▶ [Aim of the task]: Convert every line of the records below into a numbered list, skipping any blank lines. Leave the pictures out of your answer.

Photo-based point labeling data:
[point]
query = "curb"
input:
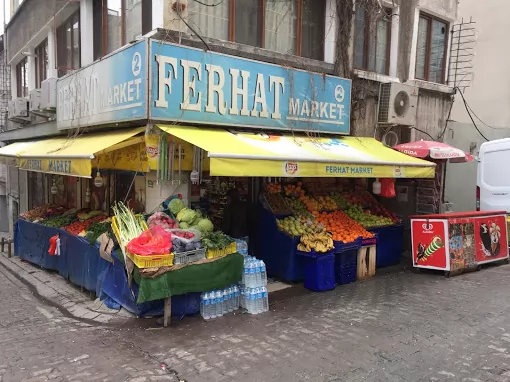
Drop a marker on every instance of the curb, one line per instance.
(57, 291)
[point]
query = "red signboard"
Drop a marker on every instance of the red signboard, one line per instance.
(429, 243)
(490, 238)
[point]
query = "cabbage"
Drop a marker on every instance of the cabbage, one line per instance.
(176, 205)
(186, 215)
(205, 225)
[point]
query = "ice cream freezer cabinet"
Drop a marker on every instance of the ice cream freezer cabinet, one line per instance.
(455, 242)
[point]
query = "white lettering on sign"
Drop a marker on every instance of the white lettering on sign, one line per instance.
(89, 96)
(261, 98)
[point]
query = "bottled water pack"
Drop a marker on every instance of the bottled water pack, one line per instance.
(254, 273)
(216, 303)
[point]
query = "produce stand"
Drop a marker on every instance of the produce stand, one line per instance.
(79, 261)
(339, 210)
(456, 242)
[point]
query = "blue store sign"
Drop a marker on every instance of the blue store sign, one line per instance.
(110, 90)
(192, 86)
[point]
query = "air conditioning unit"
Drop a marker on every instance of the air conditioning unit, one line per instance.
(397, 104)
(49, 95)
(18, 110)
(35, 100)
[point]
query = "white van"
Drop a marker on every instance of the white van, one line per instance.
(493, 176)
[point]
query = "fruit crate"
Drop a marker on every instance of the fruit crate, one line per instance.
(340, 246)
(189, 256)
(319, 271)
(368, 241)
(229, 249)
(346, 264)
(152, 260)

▶ [Finished answer]:
1. [point]
2. query = "curb"
3. input:
4. Drop a marker on every instance of the curb, one line per instance.
5. (57, 291)
6. [point]
7. query = "red signboard"
8. Drop a marker on every instance of the red signboard, one line per instance.
9. (429, 243)
10. (490, 238)
11. [point]
12. query = "cabbage"
13. Drop a marker on every instance of the cabbage, one line per instance.
14. (176, 205)
15. (186, 215)
16. (205, 225)
17. [point]
18. query = "ice cream freezer cabinet"
19. Drop a marker on every instance of the ice cream freezer cabinet, one line per instance.
20. (455, 242)
21. [point]
22. query = "white lettering on sign"
23. Drop a marker on every instance of the white lettering on sign, one line per instance.
24. (89, 96)
25. (261, 98)
26. [point]
27. query = "bottled water pack"
28. Drop a marker on every instance of the bottled water pack, one line per instance.
29. (254, 273)
30. (216, 303)
31. [point]
32. query = "produce stand"
33. Drop a marker on every instance of the produce stand, one line per instance.
34. (79, 261)
35. (339, 210)
36. (456, 242)
37. [point]
38. query = "blue store sign"
39. Drop a marker on every instance of the blue store sign, one line per instance.
40. (110, 90)
41. (192, 86)
42. [point]
43. query = "air conditioning unit"
44. Drop a marker on every instance of the air conditioning unit, one line per instance.
45. (397, 104)
46. (49, 95)
47. (18, 110)
48. (35, 100)
49. [point]
50. query = "white van"
51. Drop a marker on every instance of the white van, one line per instance.
52. (493, 176)
53. [point]
54. query = "fruit crate"
55. Drop a marker on every instance of the fruit crate, one line per instance.
56. (340, 246)
57. (189, 256)
58. (319, 271)
59. (368, 241)
60. (229, 249)
61. (346, 264)
62. (152, 260)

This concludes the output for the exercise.